■ Task to complete
Copy every line of the material below word for word.

■ Extracted material

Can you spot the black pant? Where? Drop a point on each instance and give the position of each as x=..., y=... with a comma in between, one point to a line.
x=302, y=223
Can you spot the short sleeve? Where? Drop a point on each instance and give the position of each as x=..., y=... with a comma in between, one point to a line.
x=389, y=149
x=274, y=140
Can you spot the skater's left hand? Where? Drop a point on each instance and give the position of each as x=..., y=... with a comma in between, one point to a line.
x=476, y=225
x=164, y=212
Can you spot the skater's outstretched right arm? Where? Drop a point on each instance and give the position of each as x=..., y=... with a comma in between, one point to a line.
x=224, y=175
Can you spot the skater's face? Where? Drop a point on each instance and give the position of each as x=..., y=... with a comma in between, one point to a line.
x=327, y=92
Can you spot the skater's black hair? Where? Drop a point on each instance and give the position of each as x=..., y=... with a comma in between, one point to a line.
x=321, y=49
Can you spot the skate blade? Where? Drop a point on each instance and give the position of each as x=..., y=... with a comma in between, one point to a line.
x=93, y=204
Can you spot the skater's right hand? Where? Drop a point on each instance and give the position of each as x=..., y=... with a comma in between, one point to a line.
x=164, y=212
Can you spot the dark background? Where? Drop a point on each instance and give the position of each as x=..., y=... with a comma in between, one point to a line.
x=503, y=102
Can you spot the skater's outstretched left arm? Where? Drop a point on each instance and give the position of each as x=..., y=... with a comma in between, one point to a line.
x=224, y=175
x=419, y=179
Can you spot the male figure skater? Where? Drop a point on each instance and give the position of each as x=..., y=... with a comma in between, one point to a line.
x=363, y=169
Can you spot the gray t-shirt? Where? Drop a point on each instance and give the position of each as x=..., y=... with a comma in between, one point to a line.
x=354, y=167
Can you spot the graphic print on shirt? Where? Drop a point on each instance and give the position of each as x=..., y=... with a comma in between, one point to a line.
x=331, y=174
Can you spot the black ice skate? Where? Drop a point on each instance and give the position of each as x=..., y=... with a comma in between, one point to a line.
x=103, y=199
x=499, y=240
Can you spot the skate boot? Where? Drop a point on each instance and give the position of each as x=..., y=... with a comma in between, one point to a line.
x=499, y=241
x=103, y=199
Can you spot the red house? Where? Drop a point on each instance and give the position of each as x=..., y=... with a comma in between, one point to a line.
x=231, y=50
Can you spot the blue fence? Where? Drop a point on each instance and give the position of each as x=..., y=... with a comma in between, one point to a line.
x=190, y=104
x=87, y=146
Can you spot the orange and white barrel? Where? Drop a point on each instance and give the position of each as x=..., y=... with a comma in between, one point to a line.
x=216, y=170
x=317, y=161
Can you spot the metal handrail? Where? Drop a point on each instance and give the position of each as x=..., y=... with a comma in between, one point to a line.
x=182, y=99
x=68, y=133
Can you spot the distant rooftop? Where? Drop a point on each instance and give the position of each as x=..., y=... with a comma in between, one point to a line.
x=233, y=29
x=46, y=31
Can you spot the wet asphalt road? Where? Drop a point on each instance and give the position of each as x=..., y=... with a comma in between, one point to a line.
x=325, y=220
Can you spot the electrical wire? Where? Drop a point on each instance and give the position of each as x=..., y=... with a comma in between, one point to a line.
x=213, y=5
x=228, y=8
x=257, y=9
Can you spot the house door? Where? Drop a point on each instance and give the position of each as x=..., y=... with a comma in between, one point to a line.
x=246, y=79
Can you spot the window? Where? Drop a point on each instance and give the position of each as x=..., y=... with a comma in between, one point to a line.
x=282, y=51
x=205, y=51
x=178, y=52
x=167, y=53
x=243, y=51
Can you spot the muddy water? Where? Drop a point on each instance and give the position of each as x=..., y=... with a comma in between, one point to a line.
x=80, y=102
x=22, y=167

■ Written answer
Can you spot the black pant? Where? Drop a point on each instance and give the position of each as x=..., y=... with a comma in between, one point to a line.
x=302, y=223
Can you spot the short sleeve? Where? Drop a point on each instance and give the position of each as x=..., y=... with a comma in between, one point to a line.
x=389, y=149
x=274, y=140
Can you spot the skater's left hand? Where? Drop a point on each instance and give the position of each as x=..., y=... with a comma in between, one point to a line.
x=476, y=225
x=164, y=212
Can you spot the skater's outstretched right arm? Where? Drop a point on each instance and give the position of each as x=..., y=... with a comma in between, one point to a line.
x=224, y=175
Can you spot the skater's face? Where? Drop a point on each instance and give the position of each as x=..., y=... with a comma in between, one point to a line.
x=327, y=92
Can you spot the skater's black hair? Where? Drop a point on each instance and give the position of each as x=..., y=... with a comma in between, one point to a line.
x=321, y=49
Can you spot the skate blade? Where? Drop a point on each instance and give the position of each as x=..., y=... with a comma in between, one point to a line.
x=93, y=204
Can you spot the skater's right hand? Where? Drop a point on each instance and give the position of each as x=..., y=... with a comma in between, one point to a line.
x=164, y=212
Can you spot the dark background? Where? Drop a point on each instance and give the position of each as x=..., y=... with a comma in between, one point to a line.
x=503, y=102
Can you spot the skater's outstretched left arm? Where? Drop a point on each instance and give the position of each as x=..., y=... with a comma in between, one point to a line.
x=224, y=175
x=419, y=179
Can you spot the male figure skater? Where? Drop a point on each instance and give the position of each as x=..., y=... with a comma in between, one point to a line.
x=363, y=169
Can you spot the gray t-shirt? Where? Drop a point on each instance and give the position of each as x=..., y=... with a comma in between, one point to a line.
x=354, y=167
Can you spot the graphic print on shirt? Where? Drop a point on each instance and give the position of each as x=..., y=... with a comma in between, one point to a line.
x=331, y=174
Can you spot the black ice skate? Where? Drop a point on each instance and give the position of each as x=..., y=... with a comma in between, one point to a line.
x=103, y=199
x=499, y=240
Can you spot the skate boot? Where? Drop a point on each instance and give the position of each as x=..., y=... with a comma in between, one point to a line.
x=499, y=241
x=103, y=199
Can you spot the red house? Where? Drop a point on each instance and give the position of each as x=..., y=... with a comma in between, one point to a line.
x=231, y=50
Can you spot the blue fence? Where? Drop a point on each instance and give the position of each as x=..., y=... with a comma in between, one point to a line.
x=190, y=104
x=87, y=146
Can you spot the orange and white barrel? Where? Drop a point on each instance and give the position of each as x=..., y=... with a comma in between, one point to a line.
x=216, y=170
x=317, y=161
Can you spot the metal handrail? Where? Drop a point on each instance and give the position of each as x=..., y=... with a comma in between, one point to a line.
x=182, y=99
x=68, y=133
Can you spot the distant rooftop? Where? Drop a point on each instance and give the position of each as x=..., y=... with a comma in between, one point to a line.
x=233, y=29
x=46, y=31
Can you spot the wet asphalt road? Where? Drop a point on each instance and give the position of each as x=..., y=... with a comma in between, one point to a line.
x=325, y=220
Can you spot the electrical wire? Where? Drop a point on each instance and give the position of each as x=..., y=... with a comma in between, one point to a line.
x=213, y=5
x=228, y=8
x=257, y=9
Can you spot the house door? Where? Drop a point on each instance and give the position of each as x=..., y=... with a comma in between, one point to a line.
x=246, y=79
Can you spot the window? Where? Drop a point on each instance and give the position of each as x=..., y=... with a comma in between, one point to a line.
x=282, y=51
x=205, y=51
x=178, y=52
x=167, y=53
x=243, y=51
Can you spot the muddy water? Where? Drop a point on each instance and give the position of each as x=..., y=... with a comma in between, one point to a line.
x=80, y=102
x=22, y=167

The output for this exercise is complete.